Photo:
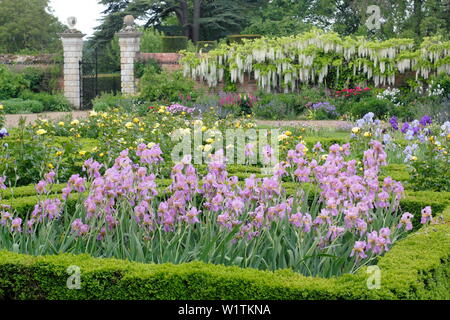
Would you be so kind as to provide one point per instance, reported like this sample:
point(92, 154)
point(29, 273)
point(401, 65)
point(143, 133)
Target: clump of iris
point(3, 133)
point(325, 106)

==

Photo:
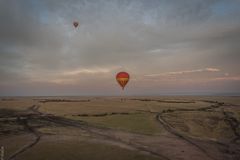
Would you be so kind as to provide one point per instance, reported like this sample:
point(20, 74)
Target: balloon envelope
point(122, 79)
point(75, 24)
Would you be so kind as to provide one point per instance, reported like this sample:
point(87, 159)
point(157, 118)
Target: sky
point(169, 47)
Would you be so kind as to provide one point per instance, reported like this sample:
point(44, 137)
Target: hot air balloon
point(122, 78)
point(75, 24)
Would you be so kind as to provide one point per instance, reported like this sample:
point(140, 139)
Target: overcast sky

## EXERCISE
Reproduce only the lines above, starting at the line with "point(87, 159)" and ending at the line with "point(140, 139)", exactly as written.

## OUTPUT BELOW
point(87, 159)
point(157, 118)
Target: sky
point(169, 47)
Would you be so kind as to provide one point per instance, reported like this sample:
point(44, 137)
Target: hot air balloon
point(122, 78)
point(75, 24)
Would you be so kind as to provide one point per instance, reported like this sample:
point(140, 139)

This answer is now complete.